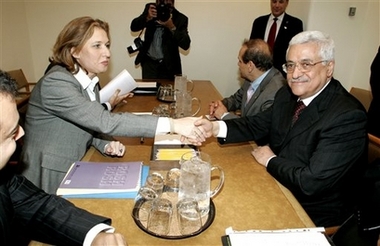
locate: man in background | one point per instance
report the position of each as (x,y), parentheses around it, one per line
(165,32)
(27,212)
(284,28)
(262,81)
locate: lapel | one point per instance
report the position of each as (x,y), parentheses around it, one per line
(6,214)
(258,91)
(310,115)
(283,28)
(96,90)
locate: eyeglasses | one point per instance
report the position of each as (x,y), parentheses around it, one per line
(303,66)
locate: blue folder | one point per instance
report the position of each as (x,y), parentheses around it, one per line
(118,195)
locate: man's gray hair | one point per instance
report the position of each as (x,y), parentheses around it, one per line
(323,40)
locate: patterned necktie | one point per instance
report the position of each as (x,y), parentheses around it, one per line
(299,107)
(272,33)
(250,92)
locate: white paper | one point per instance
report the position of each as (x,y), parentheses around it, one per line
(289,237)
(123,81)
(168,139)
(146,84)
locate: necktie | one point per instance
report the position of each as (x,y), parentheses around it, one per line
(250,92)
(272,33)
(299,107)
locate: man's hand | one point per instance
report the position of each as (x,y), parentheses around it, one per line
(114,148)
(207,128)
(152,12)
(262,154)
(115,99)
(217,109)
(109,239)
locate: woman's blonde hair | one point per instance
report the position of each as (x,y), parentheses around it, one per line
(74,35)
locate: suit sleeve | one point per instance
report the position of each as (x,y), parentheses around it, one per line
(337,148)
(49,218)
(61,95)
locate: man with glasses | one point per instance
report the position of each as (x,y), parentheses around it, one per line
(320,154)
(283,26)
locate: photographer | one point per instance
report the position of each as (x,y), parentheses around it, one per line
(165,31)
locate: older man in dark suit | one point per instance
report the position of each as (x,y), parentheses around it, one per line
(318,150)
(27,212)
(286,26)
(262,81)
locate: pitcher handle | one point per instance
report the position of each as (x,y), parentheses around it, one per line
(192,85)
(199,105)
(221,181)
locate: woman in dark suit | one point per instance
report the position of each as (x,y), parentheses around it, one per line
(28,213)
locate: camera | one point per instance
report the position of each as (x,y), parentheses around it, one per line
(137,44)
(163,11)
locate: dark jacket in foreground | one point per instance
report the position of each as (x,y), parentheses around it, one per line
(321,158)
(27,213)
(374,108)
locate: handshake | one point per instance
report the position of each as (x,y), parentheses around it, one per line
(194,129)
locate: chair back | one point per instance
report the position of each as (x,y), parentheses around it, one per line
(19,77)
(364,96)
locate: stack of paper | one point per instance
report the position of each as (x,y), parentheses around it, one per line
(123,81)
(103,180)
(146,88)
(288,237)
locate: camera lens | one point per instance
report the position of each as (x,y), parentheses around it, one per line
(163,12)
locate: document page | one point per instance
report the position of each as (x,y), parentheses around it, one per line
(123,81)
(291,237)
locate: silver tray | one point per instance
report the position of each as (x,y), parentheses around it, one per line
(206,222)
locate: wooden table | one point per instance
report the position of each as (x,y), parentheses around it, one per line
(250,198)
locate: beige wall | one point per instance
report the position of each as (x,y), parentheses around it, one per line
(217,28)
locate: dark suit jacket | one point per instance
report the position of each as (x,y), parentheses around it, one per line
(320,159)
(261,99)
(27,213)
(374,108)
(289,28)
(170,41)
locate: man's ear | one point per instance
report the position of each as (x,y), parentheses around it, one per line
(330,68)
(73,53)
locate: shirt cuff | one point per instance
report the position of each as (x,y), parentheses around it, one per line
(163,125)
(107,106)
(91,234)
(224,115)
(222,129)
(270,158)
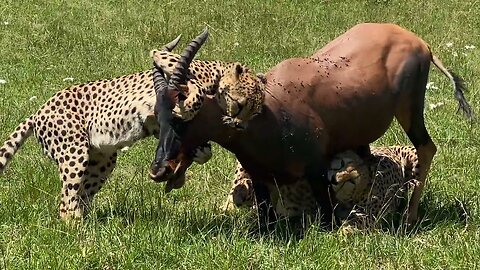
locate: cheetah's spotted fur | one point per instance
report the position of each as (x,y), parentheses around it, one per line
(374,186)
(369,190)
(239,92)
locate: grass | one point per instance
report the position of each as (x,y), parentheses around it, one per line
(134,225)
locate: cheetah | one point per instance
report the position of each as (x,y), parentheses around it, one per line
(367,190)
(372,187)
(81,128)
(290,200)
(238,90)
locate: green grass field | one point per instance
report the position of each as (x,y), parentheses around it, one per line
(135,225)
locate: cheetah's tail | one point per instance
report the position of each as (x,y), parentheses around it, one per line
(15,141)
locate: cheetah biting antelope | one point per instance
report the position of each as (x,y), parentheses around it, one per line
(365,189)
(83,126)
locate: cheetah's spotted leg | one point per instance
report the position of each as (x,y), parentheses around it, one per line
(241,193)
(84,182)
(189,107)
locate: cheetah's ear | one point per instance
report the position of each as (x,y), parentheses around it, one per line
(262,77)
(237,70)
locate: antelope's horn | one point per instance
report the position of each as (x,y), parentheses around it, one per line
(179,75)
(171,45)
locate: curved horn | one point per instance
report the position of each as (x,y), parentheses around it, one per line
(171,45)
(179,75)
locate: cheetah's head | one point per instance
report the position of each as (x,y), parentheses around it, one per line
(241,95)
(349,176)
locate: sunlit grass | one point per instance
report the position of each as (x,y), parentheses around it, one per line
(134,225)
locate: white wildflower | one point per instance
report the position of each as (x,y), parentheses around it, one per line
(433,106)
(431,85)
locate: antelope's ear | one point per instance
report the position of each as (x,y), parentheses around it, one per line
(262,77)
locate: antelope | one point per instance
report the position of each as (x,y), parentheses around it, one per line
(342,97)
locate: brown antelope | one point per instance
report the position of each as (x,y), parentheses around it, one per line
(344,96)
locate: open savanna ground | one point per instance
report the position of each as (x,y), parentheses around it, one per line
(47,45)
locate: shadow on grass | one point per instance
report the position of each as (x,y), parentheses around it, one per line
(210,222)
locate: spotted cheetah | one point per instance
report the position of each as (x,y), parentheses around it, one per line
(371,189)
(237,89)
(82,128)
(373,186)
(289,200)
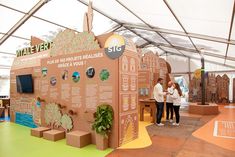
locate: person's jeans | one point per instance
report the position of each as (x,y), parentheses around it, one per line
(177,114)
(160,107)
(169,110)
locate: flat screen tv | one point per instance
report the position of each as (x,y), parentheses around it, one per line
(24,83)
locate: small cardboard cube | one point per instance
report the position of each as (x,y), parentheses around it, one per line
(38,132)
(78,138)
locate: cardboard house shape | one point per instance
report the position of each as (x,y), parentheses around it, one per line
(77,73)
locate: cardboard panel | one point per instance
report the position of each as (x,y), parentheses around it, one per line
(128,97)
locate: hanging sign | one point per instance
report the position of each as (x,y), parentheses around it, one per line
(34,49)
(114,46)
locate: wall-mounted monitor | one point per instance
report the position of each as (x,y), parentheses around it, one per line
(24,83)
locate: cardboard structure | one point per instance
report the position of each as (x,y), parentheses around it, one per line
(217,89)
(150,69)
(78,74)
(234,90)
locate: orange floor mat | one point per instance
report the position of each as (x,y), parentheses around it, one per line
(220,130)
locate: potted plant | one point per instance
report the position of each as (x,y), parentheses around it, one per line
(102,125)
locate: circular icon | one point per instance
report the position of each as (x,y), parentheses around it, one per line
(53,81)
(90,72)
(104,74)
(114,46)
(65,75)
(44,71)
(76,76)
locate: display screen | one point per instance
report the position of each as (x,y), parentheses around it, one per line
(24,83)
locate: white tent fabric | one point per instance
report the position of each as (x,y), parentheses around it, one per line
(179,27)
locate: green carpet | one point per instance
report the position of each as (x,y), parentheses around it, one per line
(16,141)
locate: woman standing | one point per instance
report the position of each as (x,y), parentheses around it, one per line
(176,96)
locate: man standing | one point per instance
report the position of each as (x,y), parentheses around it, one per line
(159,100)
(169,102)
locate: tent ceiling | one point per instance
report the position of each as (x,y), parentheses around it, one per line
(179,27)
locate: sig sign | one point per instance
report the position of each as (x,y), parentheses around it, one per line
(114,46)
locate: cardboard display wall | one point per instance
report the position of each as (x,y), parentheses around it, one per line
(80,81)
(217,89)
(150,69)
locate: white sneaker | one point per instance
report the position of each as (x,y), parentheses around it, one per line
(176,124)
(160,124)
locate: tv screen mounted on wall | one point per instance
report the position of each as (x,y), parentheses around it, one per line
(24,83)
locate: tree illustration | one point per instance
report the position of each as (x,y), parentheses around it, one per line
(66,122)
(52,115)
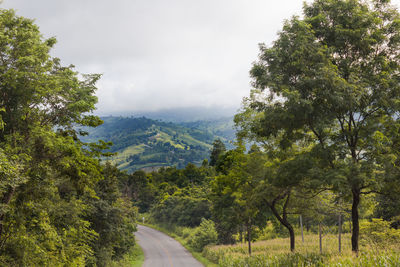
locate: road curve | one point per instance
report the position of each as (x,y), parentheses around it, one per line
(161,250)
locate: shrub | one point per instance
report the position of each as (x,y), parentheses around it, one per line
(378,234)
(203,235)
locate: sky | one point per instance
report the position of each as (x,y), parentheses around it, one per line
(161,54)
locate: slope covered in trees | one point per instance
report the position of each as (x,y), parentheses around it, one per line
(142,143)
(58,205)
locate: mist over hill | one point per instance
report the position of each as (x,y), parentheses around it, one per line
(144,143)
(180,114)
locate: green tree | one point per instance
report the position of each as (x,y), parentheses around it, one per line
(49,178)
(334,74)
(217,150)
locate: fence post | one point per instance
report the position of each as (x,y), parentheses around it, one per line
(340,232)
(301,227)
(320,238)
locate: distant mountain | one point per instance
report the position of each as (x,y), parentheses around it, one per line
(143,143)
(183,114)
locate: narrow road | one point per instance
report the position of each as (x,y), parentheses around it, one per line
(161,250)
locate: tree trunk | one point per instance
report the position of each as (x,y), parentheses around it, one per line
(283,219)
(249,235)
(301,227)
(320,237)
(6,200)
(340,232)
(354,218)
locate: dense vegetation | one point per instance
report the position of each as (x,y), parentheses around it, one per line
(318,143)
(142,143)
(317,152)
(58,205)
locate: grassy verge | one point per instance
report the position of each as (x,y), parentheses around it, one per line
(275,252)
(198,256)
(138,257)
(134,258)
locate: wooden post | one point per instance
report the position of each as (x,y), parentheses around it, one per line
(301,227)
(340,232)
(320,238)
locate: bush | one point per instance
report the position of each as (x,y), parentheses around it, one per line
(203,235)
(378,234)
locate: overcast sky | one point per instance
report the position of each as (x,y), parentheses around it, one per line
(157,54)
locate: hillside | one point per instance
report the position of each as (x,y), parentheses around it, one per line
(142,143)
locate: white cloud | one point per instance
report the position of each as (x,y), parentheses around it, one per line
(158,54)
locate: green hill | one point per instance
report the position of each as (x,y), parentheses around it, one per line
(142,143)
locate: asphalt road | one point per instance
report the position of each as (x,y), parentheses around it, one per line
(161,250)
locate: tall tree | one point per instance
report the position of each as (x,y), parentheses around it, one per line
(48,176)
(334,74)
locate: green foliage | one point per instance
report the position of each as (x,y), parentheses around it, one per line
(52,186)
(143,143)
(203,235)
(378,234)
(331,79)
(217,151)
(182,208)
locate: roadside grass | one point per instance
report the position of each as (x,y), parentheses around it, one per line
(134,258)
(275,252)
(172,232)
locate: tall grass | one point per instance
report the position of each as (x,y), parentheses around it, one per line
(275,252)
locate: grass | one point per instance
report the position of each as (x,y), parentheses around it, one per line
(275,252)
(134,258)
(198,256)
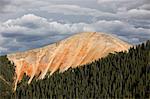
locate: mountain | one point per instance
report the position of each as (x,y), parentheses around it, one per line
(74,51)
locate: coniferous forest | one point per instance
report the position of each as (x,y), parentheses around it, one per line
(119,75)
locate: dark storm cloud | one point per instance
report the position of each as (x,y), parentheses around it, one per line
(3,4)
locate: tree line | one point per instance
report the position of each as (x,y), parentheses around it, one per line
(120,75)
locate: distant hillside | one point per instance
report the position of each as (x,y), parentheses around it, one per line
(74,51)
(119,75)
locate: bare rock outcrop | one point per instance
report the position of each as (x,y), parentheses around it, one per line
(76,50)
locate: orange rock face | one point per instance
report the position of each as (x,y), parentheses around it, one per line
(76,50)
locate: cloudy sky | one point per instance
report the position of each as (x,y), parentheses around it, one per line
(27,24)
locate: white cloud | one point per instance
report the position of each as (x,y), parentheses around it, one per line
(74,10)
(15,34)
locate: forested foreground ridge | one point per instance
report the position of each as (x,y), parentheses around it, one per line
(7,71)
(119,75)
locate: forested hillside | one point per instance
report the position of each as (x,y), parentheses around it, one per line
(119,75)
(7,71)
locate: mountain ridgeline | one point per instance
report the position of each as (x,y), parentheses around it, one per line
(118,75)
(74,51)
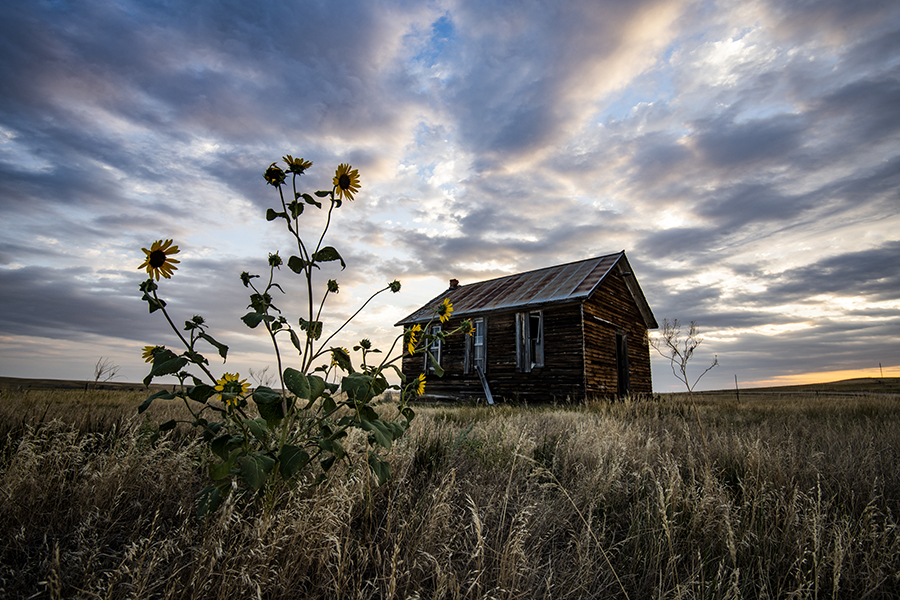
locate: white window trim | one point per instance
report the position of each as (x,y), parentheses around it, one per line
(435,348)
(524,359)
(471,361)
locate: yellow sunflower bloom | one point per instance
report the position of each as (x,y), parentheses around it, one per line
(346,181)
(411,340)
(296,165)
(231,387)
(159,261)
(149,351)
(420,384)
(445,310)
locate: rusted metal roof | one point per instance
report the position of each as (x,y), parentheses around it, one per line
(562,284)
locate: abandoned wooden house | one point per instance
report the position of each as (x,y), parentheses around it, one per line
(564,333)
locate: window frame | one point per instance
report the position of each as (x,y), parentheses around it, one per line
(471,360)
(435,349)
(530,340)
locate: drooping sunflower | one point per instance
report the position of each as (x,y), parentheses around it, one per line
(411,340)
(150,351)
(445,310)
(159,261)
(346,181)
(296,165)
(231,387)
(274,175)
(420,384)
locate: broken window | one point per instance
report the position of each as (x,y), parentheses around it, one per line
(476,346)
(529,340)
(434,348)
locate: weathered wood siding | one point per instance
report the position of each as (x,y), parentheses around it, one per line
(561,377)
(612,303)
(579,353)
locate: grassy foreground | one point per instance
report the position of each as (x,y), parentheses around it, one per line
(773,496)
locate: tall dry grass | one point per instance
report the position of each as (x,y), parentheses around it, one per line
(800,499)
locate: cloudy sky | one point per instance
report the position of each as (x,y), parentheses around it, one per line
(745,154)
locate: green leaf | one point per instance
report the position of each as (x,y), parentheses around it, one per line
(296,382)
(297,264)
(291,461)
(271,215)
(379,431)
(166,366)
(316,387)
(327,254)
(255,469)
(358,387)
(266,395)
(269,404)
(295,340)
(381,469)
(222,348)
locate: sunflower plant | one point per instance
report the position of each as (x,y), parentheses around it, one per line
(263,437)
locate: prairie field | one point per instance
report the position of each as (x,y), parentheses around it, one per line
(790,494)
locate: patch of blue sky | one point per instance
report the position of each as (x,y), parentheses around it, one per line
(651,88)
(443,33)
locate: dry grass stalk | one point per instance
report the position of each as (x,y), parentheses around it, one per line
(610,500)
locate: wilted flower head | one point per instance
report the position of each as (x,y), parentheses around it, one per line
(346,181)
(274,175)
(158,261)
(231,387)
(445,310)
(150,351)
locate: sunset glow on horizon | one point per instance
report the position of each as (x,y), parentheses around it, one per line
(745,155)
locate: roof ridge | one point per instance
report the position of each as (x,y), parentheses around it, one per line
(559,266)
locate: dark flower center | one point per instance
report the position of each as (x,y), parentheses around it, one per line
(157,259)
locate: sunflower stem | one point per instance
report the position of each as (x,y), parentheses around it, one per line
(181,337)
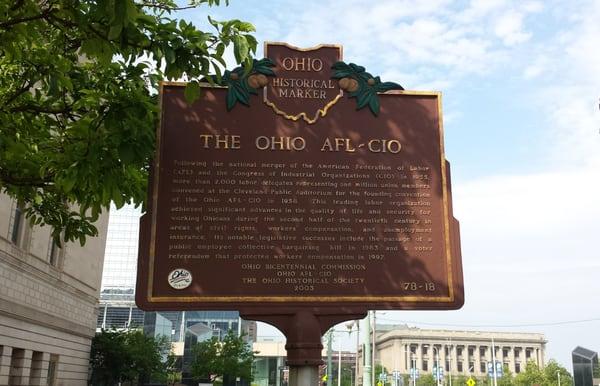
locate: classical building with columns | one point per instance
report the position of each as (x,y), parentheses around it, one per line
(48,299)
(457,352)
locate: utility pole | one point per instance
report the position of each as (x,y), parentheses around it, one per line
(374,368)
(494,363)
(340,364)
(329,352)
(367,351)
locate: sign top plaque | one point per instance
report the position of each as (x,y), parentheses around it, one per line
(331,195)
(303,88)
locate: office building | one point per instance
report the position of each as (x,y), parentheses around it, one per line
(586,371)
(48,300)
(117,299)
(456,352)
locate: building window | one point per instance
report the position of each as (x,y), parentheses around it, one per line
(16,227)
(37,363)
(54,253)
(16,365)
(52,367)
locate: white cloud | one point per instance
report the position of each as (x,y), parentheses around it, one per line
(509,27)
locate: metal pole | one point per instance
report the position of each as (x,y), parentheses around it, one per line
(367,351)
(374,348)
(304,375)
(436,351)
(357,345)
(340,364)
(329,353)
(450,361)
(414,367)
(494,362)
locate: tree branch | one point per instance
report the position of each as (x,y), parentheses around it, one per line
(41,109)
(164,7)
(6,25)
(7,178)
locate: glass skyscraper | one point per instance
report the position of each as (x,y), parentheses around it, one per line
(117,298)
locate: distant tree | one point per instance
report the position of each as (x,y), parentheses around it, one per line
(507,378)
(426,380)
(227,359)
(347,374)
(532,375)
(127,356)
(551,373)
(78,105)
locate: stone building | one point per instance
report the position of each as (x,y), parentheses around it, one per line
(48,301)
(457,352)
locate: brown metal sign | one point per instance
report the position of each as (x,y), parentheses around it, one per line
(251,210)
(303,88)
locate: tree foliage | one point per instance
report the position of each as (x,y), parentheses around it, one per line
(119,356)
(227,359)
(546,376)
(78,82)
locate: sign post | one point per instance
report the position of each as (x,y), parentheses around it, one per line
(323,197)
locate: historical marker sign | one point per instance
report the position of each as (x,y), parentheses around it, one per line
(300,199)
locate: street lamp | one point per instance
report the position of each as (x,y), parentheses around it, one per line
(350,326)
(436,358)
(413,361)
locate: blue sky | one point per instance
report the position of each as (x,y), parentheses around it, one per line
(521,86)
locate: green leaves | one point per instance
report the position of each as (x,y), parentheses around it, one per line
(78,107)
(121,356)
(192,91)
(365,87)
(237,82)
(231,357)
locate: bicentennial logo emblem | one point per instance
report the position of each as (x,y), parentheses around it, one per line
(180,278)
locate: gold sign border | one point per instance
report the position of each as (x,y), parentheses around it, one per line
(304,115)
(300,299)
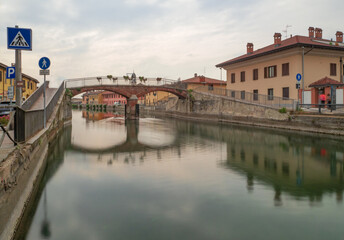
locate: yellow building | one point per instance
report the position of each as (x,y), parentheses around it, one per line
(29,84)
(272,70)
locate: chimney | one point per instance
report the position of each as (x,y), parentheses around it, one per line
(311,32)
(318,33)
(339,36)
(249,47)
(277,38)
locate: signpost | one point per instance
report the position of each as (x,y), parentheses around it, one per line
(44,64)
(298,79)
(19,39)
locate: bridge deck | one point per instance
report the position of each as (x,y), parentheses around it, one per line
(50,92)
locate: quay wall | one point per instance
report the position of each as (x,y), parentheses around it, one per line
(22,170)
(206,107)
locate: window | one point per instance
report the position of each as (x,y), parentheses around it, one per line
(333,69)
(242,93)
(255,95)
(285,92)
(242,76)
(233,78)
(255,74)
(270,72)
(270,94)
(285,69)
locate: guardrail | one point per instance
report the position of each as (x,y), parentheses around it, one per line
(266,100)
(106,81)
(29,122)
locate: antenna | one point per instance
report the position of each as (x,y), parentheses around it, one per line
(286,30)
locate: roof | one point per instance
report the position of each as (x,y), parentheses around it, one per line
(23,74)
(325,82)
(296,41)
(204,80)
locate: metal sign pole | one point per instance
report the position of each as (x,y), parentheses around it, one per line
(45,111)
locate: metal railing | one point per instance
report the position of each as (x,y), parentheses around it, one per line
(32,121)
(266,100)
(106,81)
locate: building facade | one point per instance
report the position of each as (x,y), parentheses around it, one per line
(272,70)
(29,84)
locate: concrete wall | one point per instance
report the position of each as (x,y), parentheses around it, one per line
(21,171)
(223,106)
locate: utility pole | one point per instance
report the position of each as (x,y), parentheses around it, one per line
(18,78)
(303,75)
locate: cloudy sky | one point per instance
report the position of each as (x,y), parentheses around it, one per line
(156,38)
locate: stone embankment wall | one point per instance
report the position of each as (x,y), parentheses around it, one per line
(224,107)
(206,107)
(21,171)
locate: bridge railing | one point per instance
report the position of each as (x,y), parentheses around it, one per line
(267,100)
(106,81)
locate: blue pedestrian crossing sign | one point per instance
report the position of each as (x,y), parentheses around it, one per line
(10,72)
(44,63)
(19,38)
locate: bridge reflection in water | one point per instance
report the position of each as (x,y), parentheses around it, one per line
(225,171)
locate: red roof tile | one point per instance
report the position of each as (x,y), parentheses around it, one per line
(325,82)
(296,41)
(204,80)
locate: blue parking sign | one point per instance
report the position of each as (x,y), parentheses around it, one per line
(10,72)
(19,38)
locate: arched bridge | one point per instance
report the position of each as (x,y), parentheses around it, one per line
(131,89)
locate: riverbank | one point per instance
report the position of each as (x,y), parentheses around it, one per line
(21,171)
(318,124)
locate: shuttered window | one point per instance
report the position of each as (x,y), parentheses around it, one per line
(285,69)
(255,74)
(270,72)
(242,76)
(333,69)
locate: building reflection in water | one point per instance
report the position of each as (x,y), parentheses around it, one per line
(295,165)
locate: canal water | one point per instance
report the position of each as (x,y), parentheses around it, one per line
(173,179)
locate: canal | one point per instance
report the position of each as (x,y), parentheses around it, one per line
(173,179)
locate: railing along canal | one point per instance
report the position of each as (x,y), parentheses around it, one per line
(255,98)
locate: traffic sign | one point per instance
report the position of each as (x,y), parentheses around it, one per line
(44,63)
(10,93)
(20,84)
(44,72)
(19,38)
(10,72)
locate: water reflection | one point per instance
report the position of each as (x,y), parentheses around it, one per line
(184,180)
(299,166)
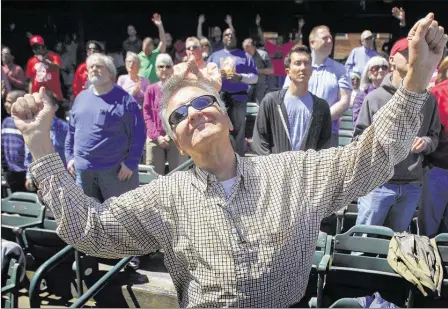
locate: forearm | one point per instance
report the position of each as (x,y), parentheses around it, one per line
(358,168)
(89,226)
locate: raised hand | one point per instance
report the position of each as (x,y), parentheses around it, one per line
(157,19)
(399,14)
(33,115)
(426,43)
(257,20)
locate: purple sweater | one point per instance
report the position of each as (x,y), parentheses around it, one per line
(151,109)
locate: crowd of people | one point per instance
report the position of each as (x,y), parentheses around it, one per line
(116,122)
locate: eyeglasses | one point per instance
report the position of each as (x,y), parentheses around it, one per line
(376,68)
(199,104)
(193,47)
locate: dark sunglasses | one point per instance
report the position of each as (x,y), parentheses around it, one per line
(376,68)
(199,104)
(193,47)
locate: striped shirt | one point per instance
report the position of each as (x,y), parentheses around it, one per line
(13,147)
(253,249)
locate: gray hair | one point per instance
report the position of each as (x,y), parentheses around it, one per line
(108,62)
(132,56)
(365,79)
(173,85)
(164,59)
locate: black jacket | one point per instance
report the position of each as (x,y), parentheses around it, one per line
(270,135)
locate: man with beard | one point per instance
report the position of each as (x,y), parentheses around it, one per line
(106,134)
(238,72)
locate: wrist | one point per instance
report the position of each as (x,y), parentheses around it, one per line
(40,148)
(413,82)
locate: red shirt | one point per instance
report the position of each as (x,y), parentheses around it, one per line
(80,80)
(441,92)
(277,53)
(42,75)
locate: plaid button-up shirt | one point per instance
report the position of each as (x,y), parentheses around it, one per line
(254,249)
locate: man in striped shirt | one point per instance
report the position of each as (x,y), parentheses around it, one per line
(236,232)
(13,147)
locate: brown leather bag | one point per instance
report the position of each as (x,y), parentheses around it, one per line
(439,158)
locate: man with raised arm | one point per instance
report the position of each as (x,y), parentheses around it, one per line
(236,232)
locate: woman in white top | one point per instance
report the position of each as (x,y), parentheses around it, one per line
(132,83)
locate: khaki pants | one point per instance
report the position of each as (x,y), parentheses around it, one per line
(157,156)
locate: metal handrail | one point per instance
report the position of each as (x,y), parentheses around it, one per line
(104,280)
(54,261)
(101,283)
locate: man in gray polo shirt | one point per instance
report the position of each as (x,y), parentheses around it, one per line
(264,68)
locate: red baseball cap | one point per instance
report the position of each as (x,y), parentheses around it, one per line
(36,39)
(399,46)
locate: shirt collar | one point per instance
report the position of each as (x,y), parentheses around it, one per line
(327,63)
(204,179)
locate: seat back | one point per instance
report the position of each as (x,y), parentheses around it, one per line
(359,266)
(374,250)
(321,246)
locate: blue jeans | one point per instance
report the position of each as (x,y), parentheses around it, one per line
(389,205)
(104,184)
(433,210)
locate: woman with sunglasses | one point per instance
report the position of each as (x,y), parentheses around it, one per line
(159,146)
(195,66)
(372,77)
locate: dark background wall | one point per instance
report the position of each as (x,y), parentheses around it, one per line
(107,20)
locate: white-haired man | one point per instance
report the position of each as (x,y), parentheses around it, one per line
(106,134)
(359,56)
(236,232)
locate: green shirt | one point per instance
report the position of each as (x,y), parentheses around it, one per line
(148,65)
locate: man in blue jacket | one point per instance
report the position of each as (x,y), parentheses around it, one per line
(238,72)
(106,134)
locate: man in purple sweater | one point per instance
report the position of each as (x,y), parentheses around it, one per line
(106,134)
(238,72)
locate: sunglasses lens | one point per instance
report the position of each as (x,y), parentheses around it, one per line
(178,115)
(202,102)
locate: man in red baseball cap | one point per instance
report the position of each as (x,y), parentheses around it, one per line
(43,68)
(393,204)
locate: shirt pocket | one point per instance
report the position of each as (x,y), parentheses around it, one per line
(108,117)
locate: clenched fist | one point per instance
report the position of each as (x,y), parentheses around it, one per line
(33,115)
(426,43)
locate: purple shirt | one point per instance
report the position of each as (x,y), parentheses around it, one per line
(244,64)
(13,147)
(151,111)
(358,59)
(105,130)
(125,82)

*Goal*
Quote every line from the line containing "locate: blue jeans | one point per instance" through the closing line of the listing, including both.

*Solution to this task*
locate: blue jeans | one point per instance
report the position of each as (x,y), parentheses around it, one per line
(389,205)
(104,184)
(433,210)
locate: woman with sunglasses | one point per instance
report the position of each as (x,y), parentheses around it, one per line
(159,146)
(195,66)
(372,77)
locate: dark background wall | one point per instance
report the position of each as (x,y), parentheses around it, one per line
(107,20)
locate: white-haired man | one point per instance
report the position of each as (x,y), parentheses around it, one per line
(106,134)
(359,56)
(236,232)
locate: green shirt | one point per instance
report the position of each as (x,y), parentheses around it, one per line
(148,65)
locate: man in blue jacket | one point per instance
report the position of each as (x,y), parentheses around it, one per line
(238,72)
(106,134)
locate: man in purple sweater | one point per instance
report the position of each as (x,y), parentheses around it, one per line
(106,134)
(238,72)
locate: sunglasses lens | one point per instance
report the position of each as (x,y), parentheses around it, one per line
(178,115)
(202,102)
locate: man in red baseball cap | one point per instance
report the position of each as (x,y), parentheses around it, one per line
(43,68)
(393,204)
locate: shirt pocket | one point per instance
report the position of each as (x,y), parentheses around it, one per line
(108,117)
locate: clenched fist | one point per instance
report the position of each as (x,y), parentheses around it, one per line
(33,115)
(426,43)
locate: purple shirt | one point per instance
report the position of each as (x,y), parentheses around it, one per line
(244,64)
(13,147)
(151,111)
(358,59)
(105,130)
(125,82)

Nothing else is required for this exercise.